» EXERCISE A
In the gasification passage, reproduce word for word the part that opens with the words containing "Moreover, in this" and closes with "for transportation use.".

» GIVEN PASSAGE
Moreover, in this study, one of the potential uses of methanol, the MTO-MOGD (methanol-to-olefins, Mobil’s olefins to gasoline and distillate) process, is explored to produce advanced drop-in fuels for transportation use.

2.1. A100 Gasification Unit

The HTW gasification unit is the first process unit in the proposed process chain. Solid raw material consisting of solid recovered fuel (SRF) and pre-dried lignite coal is prepared and mixed for feeding into the gasifier. The identified zones of the HTW gasifier, which is a bubbling fluidized bed reactor, are shown in Figure 2. More details concerning the modeling of the gasification process are provided in Section 3.1. With the assistance of the gasification agents, oxygen and steam, the solid feed is converted into a raw syngas stream that exits the reactor from the top. In particular, the partial oxidation of the fuel via oxygen addition provides the system with the necessary heat for the strongly endothermic steam gasification reactions. Ash particles along with unconverted carbon leave the reactor via a sluicing system to form the bottom product. Fly ash entrained with the raw syngas is removed by means of a cyclone, while smaller particles (dust) still present in the raw gas are removed via a hot particle filter downstream. The heat of the hot raw product gas of the gasification reactor is exploited via a heat recovery steam generation (HRSG) unit for the generation and pre-heating of the entering high-pressure steam. Side products such as BTX components and naphthalene, recovered in the gas cleaning unit, are recycled to the HTW gasifier for enhancing the syngas conversion rate of the overall plant.

» GIVEN RECORDS
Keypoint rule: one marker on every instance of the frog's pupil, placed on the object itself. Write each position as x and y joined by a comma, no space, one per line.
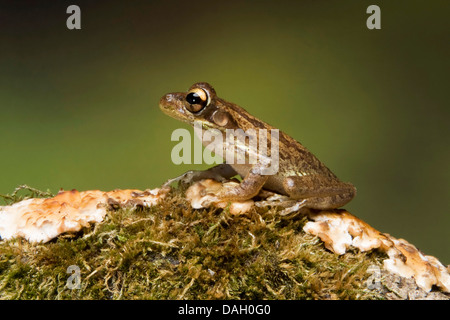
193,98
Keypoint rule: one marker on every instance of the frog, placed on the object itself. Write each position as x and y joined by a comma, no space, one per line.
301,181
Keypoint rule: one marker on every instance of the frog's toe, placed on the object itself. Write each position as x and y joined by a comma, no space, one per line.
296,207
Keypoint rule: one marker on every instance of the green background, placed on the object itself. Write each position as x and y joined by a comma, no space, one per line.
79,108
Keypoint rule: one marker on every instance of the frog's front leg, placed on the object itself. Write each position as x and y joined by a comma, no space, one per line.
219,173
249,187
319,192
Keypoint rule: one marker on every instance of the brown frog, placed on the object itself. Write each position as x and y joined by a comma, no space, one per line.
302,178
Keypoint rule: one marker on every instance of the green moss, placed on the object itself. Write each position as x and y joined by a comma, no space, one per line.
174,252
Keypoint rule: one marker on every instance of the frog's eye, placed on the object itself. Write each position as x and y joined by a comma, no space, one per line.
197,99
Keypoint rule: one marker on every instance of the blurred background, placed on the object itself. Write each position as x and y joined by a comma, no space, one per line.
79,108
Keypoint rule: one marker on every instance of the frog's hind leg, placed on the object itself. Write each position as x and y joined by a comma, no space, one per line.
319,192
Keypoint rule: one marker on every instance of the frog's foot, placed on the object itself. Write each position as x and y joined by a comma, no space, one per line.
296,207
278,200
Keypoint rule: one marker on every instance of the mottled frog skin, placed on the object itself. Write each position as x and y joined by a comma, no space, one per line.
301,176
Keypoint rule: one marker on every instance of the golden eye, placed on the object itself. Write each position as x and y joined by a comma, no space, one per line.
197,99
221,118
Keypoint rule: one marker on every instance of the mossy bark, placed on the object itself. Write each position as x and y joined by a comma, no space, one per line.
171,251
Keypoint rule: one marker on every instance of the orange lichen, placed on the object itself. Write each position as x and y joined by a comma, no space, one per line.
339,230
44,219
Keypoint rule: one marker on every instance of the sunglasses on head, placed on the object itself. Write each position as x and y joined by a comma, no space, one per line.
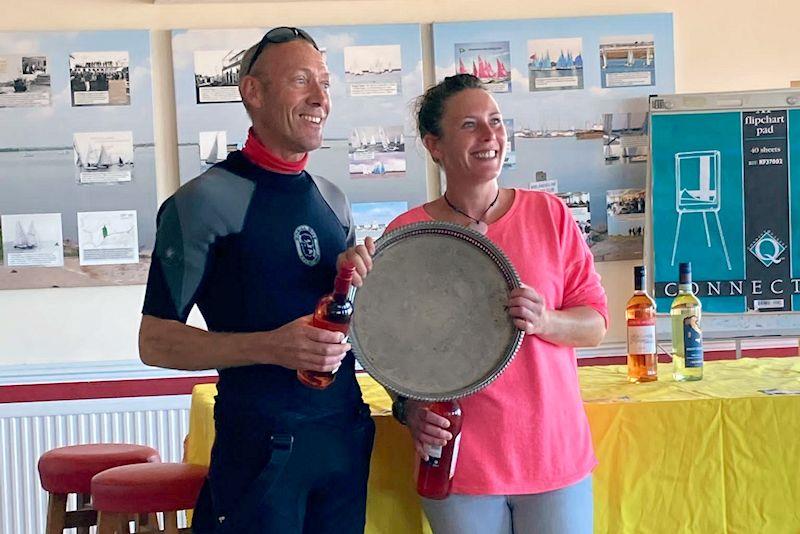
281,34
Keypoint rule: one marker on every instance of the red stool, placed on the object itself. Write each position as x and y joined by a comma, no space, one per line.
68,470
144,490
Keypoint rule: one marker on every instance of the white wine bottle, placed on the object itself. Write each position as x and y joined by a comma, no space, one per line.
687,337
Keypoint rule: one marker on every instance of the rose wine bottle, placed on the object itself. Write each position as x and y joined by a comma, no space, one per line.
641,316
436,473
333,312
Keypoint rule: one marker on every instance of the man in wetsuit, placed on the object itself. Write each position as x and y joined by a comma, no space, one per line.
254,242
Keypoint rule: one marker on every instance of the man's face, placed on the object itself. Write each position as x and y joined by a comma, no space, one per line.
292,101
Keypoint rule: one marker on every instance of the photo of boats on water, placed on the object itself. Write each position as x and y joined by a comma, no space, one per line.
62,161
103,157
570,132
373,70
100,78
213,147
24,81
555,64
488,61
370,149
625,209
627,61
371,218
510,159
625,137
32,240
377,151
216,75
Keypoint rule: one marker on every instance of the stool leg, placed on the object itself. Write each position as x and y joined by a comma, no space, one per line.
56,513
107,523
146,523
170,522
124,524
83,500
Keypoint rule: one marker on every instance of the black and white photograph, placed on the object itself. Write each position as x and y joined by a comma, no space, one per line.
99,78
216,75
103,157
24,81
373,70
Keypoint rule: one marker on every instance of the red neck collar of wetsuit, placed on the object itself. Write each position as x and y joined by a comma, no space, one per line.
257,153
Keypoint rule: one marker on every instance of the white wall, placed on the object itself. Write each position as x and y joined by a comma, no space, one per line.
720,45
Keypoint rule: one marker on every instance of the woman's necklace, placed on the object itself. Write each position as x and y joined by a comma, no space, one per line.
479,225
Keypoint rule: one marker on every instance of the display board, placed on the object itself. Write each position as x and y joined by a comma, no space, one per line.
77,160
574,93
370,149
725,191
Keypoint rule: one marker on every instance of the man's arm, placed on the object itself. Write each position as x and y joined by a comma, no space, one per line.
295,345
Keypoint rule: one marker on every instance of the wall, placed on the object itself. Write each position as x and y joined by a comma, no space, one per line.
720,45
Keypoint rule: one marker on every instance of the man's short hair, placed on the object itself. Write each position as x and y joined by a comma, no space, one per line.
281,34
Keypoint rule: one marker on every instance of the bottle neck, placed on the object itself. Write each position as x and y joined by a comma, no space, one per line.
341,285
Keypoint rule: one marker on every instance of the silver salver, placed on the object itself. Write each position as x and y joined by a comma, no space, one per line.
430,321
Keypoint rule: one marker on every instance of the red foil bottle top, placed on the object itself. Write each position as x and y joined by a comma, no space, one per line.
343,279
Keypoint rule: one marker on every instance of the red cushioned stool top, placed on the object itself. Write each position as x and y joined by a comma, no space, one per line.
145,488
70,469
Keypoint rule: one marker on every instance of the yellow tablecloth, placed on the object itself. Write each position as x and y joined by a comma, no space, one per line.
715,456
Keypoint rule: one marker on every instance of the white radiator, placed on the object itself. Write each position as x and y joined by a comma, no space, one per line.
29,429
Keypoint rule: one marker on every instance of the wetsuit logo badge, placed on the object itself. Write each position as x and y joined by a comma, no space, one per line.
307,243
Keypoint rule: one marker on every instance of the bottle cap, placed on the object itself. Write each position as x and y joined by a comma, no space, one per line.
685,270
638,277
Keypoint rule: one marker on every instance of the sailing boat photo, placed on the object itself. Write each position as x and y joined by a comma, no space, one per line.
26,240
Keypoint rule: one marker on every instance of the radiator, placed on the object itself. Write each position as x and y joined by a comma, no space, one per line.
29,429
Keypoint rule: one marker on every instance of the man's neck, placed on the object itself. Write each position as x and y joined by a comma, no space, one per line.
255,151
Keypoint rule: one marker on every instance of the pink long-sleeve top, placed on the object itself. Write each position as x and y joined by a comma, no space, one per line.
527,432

--

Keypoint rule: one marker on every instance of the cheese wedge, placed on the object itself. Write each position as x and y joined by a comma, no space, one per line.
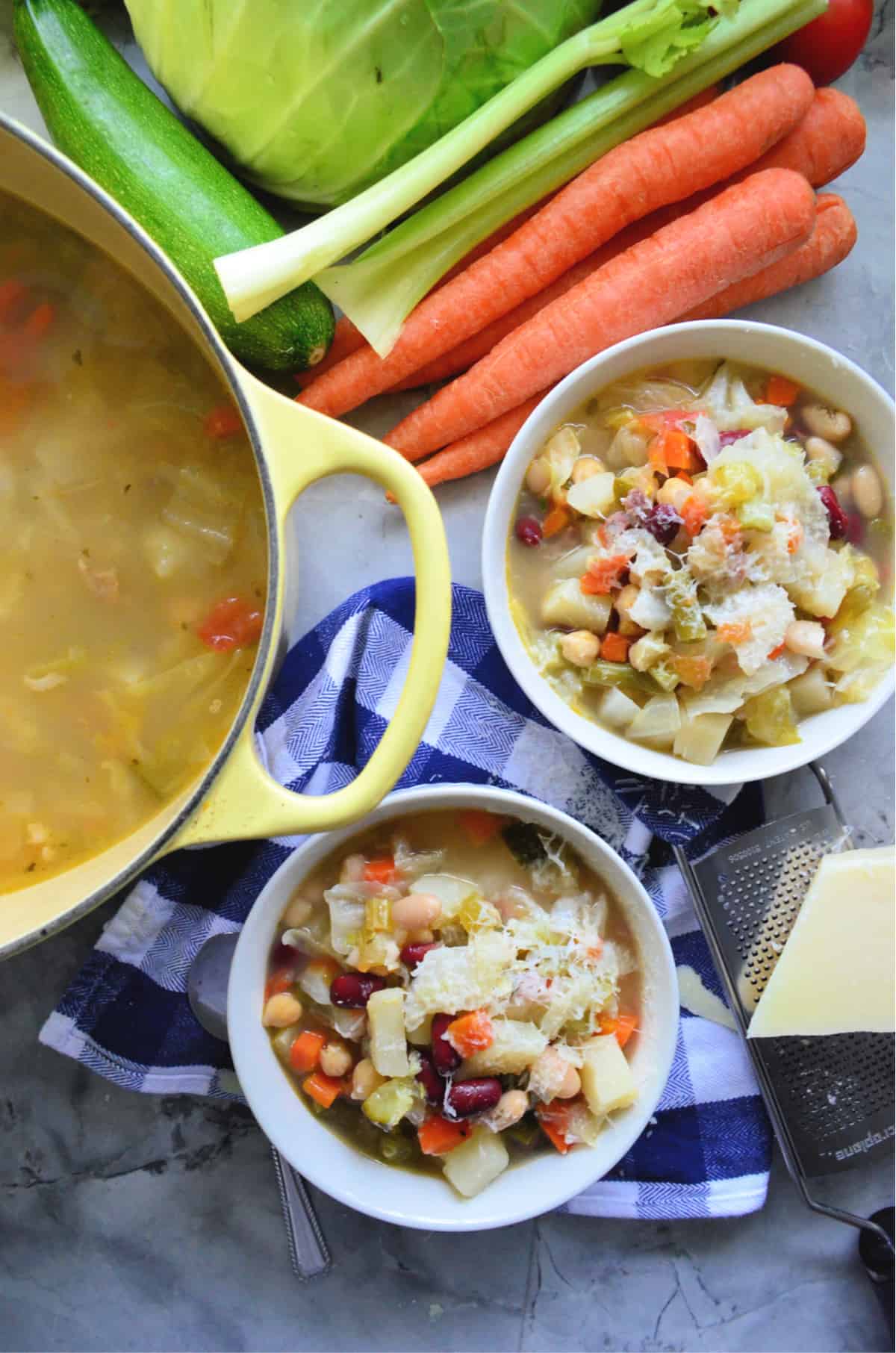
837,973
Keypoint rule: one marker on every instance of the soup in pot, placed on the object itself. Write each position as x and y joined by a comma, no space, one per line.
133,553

» EXERCISE B
Pick out every line of the records that contains the word "background", and copy each one unchanged.

» FULL SOLUTION A
Moreover, in this study, one of the potential uses of methanol, the MTO-MOGD (methanol-to-olefins, Mobil’s olefins to gasoline and distillate) process, is explored to produce advanced drop-in fuels for transportation use.

» FULL SOLUTION B
Keypoint rule: one marker on every instance of the green background, placed on the object itself. Write each position as x and y joined by a comma, no space, one per line.
Keypoint rule: one marker on every instance of the blurred background, placed on the object itself. Write each position as x and y joined by a comma, no space, one per line.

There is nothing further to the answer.